▸ The tasks:
1 – In the Bayesian grid-approximation extract, what power is the prior raised to in order to make it stronger?
2 – Pick up the Bayesian grid-approximation extract after its final line of code and carry it forward.

If we have a very strong prior concentrated at $\theta$ = .5, but still with $N$ = 40 and $z$ = 10, the posterior will be more similar to the prior.

grid_df3 <- grid_df |>
    mutate(
        # stronger prior
        pth = pth ^ 3,
        # scale the prior to sume to 1
        pth = pth / sum(pth),
        # Use our previously defined lik() function
        py_th = lik(th, num_flips = 4, num_heads = 1),
        # Product of prior and likelihood
        `prior x lik` = pth * py_th,
        # Scaled the posterior
        pth_y = `prior x lik` / sum(`prior x lik`)
    )
# Plot the prior/likelihood and the posterior
ggplot(data = grid_df3, aes(x = th)) +
    geom_col(aes(x = th - 0.005, y = pth, fill = "prior"),
        width = 0.01,
    ) +
    geom_col(aes(x = th + 0.005, y = py_th / sum(py_th),
        fill = "scaled likelihood"), width = 0.01,
    ) +
    labs(fill = NULL, y = NULL, x = expression(theta)) +
    theme(legend.position = "top")

ggplot(data = grid_df3, aes(x = th)) +
    geom_col(aes(x = th, y = pth_y), width = 0.01) +
    labs(
        fill = NULL, y = NULL, title = "Posterior",
        x = expression(theta)
    )

# Sample from the posterior
post_samples <- sample(
    grid_df3$th,
    size = 1000, replace = TRUE,
    prob = grid_df3$pth_y
)
summ_draw(post_samples)

#>      mean    median        sd       mad      ci.1      ci.9 
#> 0.4493000 0.4500000 0.1096656 0.0741300 0.3000000 0.6000000

# Alternatively, use the `posterior` package
data.frame(theta = post_samples) |>
    posterior::summarize_draws()

▸ Record extracts:
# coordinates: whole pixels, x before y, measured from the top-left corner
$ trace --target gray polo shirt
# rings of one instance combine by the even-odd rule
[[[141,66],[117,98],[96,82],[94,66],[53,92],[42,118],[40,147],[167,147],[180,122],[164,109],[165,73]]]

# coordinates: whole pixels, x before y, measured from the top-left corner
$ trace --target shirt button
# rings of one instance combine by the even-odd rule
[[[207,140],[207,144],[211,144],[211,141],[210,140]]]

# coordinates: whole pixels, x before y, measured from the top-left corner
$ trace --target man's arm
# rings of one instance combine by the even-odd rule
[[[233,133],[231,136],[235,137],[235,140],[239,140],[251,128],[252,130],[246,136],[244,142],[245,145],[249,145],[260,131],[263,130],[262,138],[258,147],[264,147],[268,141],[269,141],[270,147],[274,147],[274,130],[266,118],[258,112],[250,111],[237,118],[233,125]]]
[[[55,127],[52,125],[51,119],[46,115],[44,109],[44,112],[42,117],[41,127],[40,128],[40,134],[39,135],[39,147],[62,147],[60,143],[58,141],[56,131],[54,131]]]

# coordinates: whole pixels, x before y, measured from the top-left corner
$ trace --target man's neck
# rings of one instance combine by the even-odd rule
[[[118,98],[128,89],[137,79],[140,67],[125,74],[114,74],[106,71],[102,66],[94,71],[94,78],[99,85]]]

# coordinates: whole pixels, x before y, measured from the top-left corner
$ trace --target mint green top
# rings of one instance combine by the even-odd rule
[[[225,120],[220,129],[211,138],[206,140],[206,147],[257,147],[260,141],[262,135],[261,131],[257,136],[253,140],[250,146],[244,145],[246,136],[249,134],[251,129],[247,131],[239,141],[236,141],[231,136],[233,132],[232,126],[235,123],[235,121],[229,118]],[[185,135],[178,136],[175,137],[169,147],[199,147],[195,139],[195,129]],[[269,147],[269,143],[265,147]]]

▸ Task answers:
1 – The prior is raised to the power of 3 (`pth = pth ^ 3`).

2 –
3.5.4 Remark on Grid Approximation

In this note, we discretized $\theta$ into a finite number of grid points to compute the posterior, mainly for pedagogical purposes. A big limitation is that our posterior will have no density for values other than the chosen grid points. While increasing the number of grid points (e.g., 1,000) can give more precision, the result is still not truly continuous. A bigger issue is that the computation breaks down when there is more than one parameter; if there are $p$ parameters, with 1,000 grid points per parameter, one needs to evaluate the posterior probability for $1,000^p$ grid points, which is not feasible even with modern computers. So more efficient algorithms, namely Markov chain Monte Carlo (MCMC) methods, will be introduced as we progress in the course.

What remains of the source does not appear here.